Segment Start: Source extract

In September, Intrust Super extended their naming rights partnership with the New South Wales State Cup through to the end of the 2018 season.

On 27 October 2017, it was announced that Illawarra would be replaced by The St George Illawarra Dragons for The 2018 Intrust Super Premiership NSW season as part of a restructure in the competition.

In late November, 2017 it was announced that as part of a re-brand, the Western Suburbs Magpies will enter the competition from the following season acting as a feeder club to the Wests Tigers, who had previously competed under their own brand.

2019-2020: Canterbury Cup NSW

On 2 March 2018, it was reported that the board of the Wyong Roos, feeder to Sydney Roosters since 2014, voted to cut all ties with the club at end of the 2018 season. As a result, the Wyong Roos did not take part in the 2019 Intrust Super Premiership. On 5 September 2018, it was announced that the North Sydney Bears would assume the status as the official feeder club to the Roosters NRL side until at least the end of the 2023 season, with Jason Taylor, a former North Sydney player and assistant coach to the Roosters, appointed head coach. Taylor, after leading the Bears to a third-place finish at the end of the regular season, was announced to have signed a two-year extension on November 5, 2019.

On 7 March 2019, it was announced that apparel company Canterbury of New Zealand won the rights to be the new naming partner of the NSW Cup competition which was renamed the Canterbury Cup NSW.  The deal was announced to run to the end of the 2024 season.  The NSWRL also announced that the new Western Sydney Stadium would host the grand final in each of those seasons under the deal.

Segment End: Source extract
Segment Start: Dataset entries

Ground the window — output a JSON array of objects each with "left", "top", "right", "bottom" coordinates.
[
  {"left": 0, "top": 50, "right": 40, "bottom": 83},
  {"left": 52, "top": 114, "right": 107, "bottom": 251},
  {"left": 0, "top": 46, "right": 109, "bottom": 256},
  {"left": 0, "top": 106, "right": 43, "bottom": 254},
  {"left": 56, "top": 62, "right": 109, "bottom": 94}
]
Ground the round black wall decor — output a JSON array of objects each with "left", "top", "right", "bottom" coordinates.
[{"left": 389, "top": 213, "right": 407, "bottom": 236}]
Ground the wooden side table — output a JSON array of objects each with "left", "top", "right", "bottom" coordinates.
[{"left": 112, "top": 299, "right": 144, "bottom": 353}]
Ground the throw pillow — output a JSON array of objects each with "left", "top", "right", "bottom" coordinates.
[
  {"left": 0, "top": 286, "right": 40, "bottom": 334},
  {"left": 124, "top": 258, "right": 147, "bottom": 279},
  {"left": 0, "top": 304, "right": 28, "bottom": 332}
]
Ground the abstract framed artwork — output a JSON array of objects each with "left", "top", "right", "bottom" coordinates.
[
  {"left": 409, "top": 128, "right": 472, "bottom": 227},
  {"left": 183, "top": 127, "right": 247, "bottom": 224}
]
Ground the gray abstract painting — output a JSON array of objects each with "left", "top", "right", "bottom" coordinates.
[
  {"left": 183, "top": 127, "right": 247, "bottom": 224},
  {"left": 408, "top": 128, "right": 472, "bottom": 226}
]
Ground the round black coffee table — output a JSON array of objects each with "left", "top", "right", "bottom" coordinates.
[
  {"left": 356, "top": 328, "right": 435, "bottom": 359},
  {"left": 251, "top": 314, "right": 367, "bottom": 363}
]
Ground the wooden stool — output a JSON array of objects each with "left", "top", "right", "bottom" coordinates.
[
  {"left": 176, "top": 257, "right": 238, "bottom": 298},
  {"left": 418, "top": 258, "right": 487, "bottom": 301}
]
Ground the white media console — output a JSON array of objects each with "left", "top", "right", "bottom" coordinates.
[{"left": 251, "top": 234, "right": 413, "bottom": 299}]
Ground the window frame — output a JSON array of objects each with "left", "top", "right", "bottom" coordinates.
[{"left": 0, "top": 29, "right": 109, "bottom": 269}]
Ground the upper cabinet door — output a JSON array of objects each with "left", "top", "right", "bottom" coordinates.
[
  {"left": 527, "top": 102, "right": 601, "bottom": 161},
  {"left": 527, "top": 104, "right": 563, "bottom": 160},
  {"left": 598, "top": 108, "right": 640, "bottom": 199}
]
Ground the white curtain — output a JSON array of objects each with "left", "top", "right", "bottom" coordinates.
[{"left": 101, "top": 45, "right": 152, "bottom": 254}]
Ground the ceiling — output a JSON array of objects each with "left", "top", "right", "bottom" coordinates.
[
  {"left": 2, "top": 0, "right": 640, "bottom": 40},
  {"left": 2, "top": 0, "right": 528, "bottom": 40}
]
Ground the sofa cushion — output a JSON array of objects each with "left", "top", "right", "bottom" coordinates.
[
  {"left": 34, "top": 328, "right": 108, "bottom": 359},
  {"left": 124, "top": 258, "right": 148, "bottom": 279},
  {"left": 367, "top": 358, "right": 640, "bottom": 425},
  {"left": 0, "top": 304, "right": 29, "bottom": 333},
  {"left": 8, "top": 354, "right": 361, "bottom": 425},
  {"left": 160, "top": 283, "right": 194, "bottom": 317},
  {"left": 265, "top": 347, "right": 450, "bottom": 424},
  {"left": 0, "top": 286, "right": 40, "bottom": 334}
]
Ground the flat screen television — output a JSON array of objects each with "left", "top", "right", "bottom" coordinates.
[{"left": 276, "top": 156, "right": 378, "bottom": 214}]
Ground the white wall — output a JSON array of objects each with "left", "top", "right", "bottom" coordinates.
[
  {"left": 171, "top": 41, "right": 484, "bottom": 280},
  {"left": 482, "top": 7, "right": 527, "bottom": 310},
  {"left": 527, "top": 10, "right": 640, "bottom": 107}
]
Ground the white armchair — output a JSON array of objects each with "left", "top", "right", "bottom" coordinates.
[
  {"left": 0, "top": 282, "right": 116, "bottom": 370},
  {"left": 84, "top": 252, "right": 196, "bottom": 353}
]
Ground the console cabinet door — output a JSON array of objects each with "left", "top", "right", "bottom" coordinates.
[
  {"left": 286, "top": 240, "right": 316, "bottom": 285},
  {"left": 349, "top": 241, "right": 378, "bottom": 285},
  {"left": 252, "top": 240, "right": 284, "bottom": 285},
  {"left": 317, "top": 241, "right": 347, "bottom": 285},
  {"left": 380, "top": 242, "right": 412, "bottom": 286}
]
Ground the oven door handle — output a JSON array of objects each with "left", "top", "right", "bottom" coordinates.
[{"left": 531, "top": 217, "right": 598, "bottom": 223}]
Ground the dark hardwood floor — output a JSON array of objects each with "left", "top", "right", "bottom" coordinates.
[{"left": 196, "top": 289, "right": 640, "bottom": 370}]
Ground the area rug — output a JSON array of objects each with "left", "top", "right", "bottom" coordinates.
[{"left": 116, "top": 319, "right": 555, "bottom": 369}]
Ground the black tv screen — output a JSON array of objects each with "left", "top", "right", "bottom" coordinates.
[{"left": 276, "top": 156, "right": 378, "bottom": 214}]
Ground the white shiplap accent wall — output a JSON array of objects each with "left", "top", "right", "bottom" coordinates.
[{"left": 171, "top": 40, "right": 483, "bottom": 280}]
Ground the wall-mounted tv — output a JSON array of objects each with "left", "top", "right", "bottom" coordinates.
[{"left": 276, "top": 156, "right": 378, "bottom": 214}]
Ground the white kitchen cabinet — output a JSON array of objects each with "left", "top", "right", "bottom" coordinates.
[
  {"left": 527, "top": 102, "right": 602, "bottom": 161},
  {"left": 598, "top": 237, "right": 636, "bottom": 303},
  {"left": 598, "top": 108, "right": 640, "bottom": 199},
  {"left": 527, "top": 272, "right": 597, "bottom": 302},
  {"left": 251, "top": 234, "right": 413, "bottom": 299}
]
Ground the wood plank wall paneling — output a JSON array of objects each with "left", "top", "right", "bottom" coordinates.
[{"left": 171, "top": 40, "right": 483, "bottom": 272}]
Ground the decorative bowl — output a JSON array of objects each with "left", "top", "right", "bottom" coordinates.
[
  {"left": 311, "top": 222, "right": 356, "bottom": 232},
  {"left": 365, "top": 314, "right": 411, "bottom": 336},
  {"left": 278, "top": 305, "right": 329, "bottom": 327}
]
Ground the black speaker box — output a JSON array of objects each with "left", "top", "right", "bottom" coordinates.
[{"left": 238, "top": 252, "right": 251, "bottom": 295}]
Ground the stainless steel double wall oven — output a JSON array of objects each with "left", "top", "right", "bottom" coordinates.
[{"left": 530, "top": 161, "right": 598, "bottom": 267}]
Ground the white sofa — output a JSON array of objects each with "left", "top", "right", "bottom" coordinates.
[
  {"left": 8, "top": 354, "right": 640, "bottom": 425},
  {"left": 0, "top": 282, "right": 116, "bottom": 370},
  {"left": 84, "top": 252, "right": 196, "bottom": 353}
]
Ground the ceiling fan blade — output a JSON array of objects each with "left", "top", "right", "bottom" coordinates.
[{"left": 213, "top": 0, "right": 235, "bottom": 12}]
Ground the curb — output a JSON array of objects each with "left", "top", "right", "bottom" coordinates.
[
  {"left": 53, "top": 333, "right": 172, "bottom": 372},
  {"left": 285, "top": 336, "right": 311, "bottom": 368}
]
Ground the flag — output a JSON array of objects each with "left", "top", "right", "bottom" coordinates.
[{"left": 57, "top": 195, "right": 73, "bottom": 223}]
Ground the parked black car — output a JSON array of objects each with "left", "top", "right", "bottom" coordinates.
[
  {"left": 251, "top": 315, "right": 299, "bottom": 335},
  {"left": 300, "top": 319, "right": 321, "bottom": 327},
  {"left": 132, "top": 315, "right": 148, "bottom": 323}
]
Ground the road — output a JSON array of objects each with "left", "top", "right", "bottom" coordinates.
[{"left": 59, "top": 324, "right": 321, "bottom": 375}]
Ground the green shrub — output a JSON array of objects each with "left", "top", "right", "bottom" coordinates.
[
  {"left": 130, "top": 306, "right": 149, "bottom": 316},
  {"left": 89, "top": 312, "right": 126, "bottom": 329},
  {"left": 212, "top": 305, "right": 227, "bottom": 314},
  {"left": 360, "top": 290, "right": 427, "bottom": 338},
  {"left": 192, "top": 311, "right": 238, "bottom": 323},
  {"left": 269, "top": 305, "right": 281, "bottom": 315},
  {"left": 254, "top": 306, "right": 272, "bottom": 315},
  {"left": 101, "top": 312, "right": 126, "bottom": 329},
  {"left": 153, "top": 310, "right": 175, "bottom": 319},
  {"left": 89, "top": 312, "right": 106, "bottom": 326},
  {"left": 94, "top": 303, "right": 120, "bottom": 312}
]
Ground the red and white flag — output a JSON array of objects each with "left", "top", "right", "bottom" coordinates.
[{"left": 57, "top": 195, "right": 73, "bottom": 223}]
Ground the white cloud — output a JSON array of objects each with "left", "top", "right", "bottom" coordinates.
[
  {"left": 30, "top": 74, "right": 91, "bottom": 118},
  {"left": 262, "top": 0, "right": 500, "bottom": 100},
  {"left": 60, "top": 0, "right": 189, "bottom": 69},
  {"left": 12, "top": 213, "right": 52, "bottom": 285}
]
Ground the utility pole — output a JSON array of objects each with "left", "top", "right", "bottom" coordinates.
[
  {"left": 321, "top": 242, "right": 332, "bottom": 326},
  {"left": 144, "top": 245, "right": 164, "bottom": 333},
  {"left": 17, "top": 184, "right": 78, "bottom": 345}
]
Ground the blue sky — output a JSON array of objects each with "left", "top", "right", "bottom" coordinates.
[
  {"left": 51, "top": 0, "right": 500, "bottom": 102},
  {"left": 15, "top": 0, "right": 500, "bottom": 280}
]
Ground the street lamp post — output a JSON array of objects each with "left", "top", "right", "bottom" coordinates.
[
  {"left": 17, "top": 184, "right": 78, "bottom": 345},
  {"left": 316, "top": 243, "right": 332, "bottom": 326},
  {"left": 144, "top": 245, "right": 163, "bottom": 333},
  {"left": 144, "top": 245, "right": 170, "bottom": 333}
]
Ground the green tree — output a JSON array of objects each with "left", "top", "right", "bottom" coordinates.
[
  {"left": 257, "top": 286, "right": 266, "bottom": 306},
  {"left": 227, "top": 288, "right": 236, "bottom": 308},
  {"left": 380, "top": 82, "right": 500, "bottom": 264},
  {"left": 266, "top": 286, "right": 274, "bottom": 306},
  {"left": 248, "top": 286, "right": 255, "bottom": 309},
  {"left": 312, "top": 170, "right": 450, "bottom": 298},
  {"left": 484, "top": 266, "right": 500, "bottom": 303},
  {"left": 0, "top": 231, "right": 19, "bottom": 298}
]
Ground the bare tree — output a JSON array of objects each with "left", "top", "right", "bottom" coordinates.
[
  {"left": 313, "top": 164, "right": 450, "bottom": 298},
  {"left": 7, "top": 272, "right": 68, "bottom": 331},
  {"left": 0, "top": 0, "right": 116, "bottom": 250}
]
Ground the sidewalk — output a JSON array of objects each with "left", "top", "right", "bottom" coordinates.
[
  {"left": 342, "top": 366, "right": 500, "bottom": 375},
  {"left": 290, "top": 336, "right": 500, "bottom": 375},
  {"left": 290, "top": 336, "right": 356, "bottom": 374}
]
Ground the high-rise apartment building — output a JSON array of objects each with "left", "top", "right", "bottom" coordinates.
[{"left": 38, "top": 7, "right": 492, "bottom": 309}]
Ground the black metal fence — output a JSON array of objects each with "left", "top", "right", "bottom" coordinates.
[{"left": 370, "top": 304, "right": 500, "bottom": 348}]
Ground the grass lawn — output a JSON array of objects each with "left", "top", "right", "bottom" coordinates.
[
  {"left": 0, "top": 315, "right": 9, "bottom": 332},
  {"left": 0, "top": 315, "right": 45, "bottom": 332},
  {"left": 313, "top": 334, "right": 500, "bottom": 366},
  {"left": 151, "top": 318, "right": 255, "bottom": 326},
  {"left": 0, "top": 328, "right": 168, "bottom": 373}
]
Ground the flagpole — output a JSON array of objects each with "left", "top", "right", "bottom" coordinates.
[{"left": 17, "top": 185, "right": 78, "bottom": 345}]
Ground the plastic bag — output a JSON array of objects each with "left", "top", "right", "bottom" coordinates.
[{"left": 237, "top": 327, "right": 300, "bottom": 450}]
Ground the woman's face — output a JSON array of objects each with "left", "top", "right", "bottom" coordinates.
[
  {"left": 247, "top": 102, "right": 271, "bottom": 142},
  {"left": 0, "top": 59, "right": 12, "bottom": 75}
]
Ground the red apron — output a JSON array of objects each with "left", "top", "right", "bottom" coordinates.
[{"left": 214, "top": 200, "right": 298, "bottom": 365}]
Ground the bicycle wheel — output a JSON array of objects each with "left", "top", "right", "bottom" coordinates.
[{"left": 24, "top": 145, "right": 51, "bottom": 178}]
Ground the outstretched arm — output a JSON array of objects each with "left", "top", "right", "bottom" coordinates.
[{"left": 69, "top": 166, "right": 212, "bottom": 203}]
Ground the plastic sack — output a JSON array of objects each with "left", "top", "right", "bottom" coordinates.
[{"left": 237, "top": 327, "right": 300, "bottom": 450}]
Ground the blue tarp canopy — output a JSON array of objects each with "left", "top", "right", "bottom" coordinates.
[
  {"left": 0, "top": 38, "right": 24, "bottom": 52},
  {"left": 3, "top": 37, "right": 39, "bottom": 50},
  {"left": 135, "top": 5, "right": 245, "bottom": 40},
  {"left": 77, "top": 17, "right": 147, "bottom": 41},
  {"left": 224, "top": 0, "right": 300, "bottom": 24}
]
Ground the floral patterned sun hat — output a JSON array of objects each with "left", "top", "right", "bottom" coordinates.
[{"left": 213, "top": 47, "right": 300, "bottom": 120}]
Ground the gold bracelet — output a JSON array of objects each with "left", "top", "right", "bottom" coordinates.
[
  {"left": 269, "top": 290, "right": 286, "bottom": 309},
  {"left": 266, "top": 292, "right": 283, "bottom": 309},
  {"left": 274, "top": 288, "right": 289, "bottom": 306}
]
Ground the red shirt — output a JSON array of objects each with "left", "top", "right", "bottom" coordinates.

Segment End: Dataset entries

Instructions to follow » Write out the NSW Cup history passage word for word, in full.

Solution for this task »
In September, Intrust Super extended their naming rights partnership with the New South Wales State Cup through to the end of the 2018 season.

On 27 October 2017, it was announced that Illawarra would be replaced by The St George Illawarra Dragons for The 2018 Intrust Super Premiership NSW season as part of a restructure in the competition.

In late November, 2017 it was announced that as part of a re-brand, the Western Suburbs Magpies will enter the competition from the following season acting as a feeder club to the Wests Tigers, who had previously competed under their own brand.

2019-2020: Canterbury Cup NSW

On 2 March 2018, it was reported that the board of the Wyong Roos, feeder to Sydney Roosters since 2014, voted to cut all ties with the club at end of the 2018 season. As a result, the Wyong Roos did not take part in the 2019 Intrust Super Premiership. On 5 September 2018, it was announced that the North Sydney Bears would assume the status as the official feeder club to the Roosters NRL side until at least the end of the 2023 season, with Jason Taylor, a former North Sydney player and assistant coach to the Roosters, appointed head coach. Taylor, after leading the Bears to a third-place finish at the end of the regular season, was announced to have signed a two-year extension on November 5, 2019.

On 7 March 2019, it was announced that apparel company Canterbury of New Zealand won the rights to be the new naming partner of the NSW Cup competition which was renamed the Canterbury Cup NSW.  The deal was announced to run to the end of the 2024 season.  The NSWRL also announced that the new Western Sydney Stadium would host the grand final in each of those seasons under the deal.